Text »
# Spider Rat?



## Zach (Jun 2, 2007)

I took my rats out and one of them climbs, it's so cute. Oreo climbs up the side of his cage. He goes up down and sideways climbing. Anyone else have Spider Rats? I'm thinking of making a big climbing course for him out of a mesh thingy.


----------



## A1APassion (Jul 29, 2007)

**raises hand**

We have spider rats here as well & one that I call Monkey from time to time because she hangs on the sides & stares at me with this look in her eye of "MommY PLEEEEEESE take me out!!"


----------



## glindella (Sep 9, 2007)

More than once Ive found boys on top of the FN... when they were supposed to be playing on the COUCH!


----------



## Meghan (Jul 31, 2007)

Ollie loves to climb(even though it took him a while before learning how to go DOWN the ramps in his cage)the world is just one big jungle gym to a curious rat=3


----------



## AustinXAPMX3 (Oct 23, 2007)

Ha ha silly my rat used to do that


----------



## OnlyOno (Apr 4, 2007)

i love watching mozart jungle around on her cage.  it's delightful. she's less adventerous/(smart?) than picasso so she doesn't usually get that much farther from her cage than that... lol.


----------



## crapola (Feb 12, 2007)

spazz, cirrus & nimbus all climb around their cage, but spazz thinks she is a monkey!! she will swing across the bars on the top of the cage like a kid on monkey bars at school, in preference to running from side to side or up and down the cage.

tonight i caught ash hanging from the bars on the top of the big cage but then she dropped to the shelf. the big girls will climb the sides of the cage, but a couple of them (ginger & meggsy) are getting too "chunky" to do it very much.


----------



## simbakitten (Oct 10, 2007)

To do »
1) Translate this sentence from the climbing-rats thread into Spanish: "Oreo climbs up the side of his cage."
2) Swap "COUCH" for "BED" and write out the part of the climbing-rats thread that opens with the words containing "We have spider" and closes with "on the COUCH!".
Rely only on the climbing-rats thread.

Material »

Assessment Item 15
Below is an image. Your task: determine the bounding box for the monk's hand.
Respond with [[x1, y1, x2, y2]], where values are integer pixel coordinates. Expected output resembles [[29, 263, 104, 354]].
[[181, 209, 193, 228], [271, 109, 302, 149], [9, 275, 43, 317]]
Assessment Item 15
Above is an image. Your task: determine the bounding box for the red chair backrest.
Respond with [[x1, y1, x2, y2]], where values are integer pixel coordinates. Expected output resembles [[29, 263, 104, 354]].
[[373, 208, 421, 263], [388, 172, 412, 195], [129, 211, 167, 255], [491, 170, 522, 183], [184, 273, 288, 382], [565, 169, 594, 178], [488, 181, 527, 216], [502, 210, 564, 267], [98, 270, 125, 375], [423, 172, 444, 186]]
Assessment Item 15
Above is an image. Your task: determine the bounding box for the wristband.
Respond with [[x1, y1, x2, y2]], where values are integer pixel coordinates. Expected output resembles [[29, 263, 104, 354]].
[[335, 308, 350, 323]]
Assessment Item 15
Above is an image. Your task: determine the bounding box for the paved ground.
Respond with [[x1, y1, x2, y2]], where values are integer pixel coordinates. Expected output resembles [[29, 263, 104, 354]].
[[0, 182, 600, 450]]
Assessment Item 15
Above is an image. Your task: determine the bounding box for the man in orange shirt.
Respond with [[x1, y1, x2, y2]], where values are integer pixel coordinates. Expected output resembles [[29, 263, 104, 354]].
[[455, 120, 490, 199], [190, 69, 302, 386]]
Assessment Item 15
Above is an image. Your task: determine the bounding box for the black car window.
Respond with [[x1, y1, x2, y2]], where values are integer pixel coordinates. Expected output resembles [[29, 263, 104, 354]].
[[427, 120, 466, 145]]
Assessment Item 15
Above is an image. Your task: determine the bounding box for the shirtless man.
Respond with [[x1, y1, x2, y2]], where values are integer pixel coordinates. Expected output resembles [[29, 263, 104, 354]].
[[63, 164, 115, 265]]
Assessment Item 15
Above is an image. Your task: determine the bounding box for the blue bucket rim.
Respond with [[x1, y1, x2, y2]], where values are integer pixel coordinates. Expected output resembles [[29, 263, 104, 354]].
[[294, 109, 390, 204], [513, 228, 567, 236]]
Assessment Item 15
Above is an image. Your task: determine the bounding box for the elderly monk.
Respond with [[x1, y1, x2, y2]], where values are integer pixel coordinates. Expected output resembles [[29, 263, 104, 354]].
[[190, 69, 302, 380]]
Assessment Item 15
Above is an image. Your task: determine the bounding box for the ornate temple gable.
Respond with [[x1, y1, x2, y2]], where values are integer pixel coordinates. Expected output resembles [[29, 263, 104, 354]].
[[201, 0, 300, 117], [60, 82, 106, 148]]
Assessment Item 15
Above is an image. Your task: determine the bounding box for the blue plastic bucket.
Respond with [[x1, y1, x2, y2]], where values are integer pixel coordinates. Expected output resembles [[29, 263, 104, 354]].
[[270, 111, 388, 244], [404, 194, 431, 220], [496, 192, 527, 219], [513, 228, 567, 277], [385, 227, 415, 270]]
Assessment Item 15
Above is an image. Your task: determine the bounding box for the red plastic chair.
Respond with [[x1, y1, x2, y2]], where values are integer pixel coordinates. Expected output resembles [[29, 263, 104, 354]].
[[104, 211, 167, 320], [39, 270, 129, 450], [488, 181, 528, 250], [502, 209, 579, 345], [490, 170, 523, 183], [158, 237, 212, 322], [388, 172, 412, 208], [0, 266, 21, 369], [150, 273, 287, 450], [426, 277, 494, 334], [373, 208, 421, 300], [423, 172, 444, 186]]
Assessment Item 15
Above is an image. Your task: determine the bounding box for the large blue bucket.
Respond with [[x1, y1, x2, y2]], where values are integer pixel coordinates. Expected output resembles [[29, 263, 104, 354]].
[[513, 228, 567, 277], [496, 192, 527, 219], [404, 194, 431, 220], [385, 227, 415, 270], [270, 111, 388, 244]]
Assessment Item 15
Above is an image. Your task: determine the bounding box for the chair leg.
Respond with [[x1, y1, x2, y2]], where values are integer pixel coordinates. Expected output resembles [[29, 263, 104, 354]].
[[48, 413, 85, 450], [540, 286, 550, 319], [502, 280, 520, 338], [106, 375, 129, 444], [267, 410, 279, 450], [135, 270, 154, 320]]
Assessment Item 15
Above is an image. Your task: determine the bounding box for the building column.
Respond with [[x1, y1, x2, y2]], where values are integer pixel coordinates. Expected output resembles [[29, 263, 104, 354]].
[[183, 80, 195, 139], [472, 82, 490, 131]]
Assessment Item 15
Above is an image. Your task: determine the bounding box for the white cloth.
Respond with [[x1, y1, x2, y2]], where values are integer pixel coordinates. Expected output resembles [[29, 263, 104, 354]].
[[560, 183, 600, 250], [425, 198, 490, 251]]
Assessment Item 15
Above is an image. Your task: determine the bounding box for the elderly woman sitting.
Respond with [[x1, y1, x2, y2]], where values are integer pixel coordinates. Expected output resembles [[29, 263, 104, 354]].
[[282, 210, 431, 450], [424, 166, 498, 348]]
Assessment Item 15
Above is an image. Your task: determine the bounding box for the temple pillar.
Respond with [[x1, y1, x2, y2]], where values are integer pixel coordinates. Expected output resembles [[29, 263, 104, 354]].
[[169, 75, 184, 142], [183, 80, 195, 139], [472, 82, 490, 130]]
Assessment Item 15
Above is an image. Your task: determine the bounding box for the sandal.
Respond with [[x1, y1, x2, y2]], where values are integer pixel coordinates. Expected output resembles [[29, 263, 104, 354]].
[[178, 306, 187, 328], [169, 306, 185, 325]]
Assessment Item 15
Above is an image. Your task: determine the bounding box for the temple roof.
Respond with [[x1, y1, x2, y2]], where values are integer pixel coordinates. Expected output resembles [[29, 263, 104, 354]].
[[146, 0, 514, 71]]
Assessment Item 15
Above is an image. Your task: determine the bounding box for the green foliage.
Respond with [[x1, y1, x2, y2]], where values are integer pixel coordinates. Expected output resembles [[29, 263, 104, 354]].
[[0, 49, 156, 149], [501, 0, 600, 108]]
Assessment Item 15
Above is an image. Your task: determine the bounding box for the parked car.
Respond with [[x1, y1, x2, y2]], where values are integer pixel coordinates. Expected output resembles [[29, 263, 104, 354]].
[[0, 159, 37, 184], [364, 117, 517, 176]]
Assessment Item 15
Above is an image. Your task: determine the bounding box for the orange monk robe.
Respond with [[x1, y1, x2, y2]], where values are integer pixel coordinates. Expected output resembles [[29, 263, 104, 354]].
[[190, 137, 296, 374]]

Responses to the exercise »
1) Oreo trepa por el costado de su jaula.

2)
We have spider rats here as well & one that I call Monkey from time to time because she hangs on the sides & stares at me with this look in her eye of "MommY PLEEEEEESE take me out!!"


----------



## glindella (Sep 9, 2007)

More than once Ive found boys on top of the FN... when they were supposed to be playing on the BED!